## PROVIDED PASSAGE:
···

Note: Basic server tests use MLX stubs and run by default. Comprehensive E2E tests with real models are available via live_e2e marker (ADR-011).

Test Structure

tests_2.0/
├── conftest.py              # Isolated cache, safety sentinel, core fixtures
├── conftest_runner.py       # Runner-specific fixtures/mocks
├── stubs/                   # Minimal MLX/MLX-LM stubs for unit tests
│   ├── mlx/core.py
│   └── mlx_lm/...
├── spec/                    # JSON API spec/contract validation
│   ├── test_cli_commands_json_flag.py
│   ├── test_spec_version_sync.py
│   └── ...
├── live/                    # Opt-in live tests (markers required)
│   ├── test_push_live.py
│   ├── test_clone_live.py
│   └── test_list_human_live.py
├── test_*.py               # Core test files
└── test_*.py.disabled      # Intentionally disabled (WIP)

Legend:

spec/ - API contract validation (stays in sync with docs/schema)
live/ - User Cache READ only - Portfolio Discovery tests (parametrized across many models)
stubs/ - Lightweight MLX replacements for unit tests
conftest.py - Isolated HF cache (temp), safety sentinel, fixtures
- Parent conftest.py applies globally
- Subdirectory conftest.py (live/, spec/) MUST limit scope to own directory only
- See TESTING-DETAILS.md → conftest.py Scope Rules

CRITICAL RULE: ❌ NEVER write to User Cache ❌

Test organization by cache strategy:

User Cache READ → tests_2.0/live/ (Portfolio Discovery with many models)
Isolated Cache WRITE → tests_2.0/ (fresh downloads, mock creation)
Isolated Cache READ → tests_2.0/ (safety copies from User Cache)
Schema validation → tests_2.0/spec/ (mocks, fast)
Workspace operations → tmp_path fixture (Clone/Push tests, separate from cache)

Note: Workspace is semantically distinct from Cache - see TESTING-DETAILS.md → Workspace for details.

See TESTING-DETAILS.md → Truth Table for complete categorization and decision tree.

···

## TASK REQUIREMENTS:
Reproduce the test structure notes above in full, word for word, keeping the directory tree and every symbol unchanged.

Rows excerpted from a collection:

···

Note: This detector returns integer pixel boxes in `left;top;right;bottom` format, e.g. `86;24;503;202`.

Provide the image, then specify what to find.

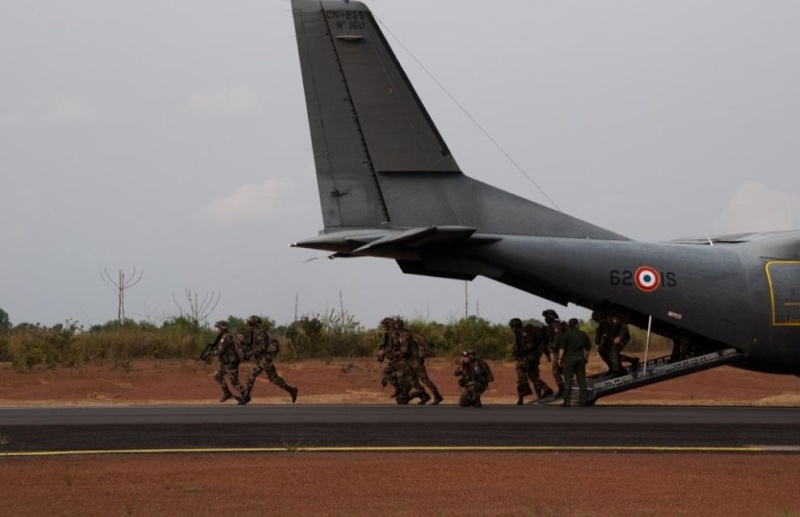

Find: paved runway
0;405;800;456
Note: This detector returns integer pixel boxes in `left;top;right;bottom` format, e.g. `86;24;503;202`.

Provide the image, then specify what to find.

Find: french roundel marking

···

## SOLUTION TO THIS EXERCISE:
Note: Basic server tests use MLX stubs and run by default. Comprehensive E2E tests with real models are available via live_e2e marker (ADR-011).

Test Structure

tests_2.0/
├── conftest.py              # Isolated cache, safety sentinel, core fixtures
├── conftest_runner.py       # Runner-specific fixtures/mocks
├── stubs/                   # Minimal MLX/MLX-LM stubs for unit tests
│   ├── mlx/core.py
│   └── mlx_lm/...
├── spec/                    # JSON API spec/contract validation
│   ├── test_cli_commands_json_flag.py
│   ├── test_spec_version_sync.py
│   └── ...
├── live/                    # Opt-in live tests (markers required)
│   ├── test_push_live.py
│   ├── test_clone_live.py
│   └── test_list_human_live.py
├── test_*.py               # Core test files
└── test_*.py.disabled      # Intentionally disabled (WIP)

Legend:

spec/ - API contract validation (stays in sync with docs/schema)
live/ - User Cache READ only - Portfolio Discovery tests (parametrized across many models)
stubs/ - Lightweight MLX replacements for unit tests
conftest.py - Isolated HF cache (temp), safety sentinel, fixtures
- Parent conftest.py applies globally
- Subdirectory conftest.py (live/, spec/) MUST limit scope to own directory only
- See TESTING-DETAILS.md → conftest.py Scope Rules

CRITICAL RULE: ❌ NEVER write to User Cache ❌

Test organization by cache strategy:

User Cache READ → tests_2.0/live/ (Portfolio Discovery with many models)
Isolated Cache WRITE → tests_2.0/ (fresh downloads, mock creation)
Isolated Cache READ → tests_2.0/ (safety copies from User Cache)
Schema validation → tests_2.0/spec/ (mocks, fast)
Workspace operations → tmp_path fixture (Clone/Push tests, separate from cache)

Note: Workspace is semantically distinct from Cache - see TESTING-DETAILS.md → Workspace for details.

See TESTING-DETAILS.md → Truth Table for complete categorization and decision tree.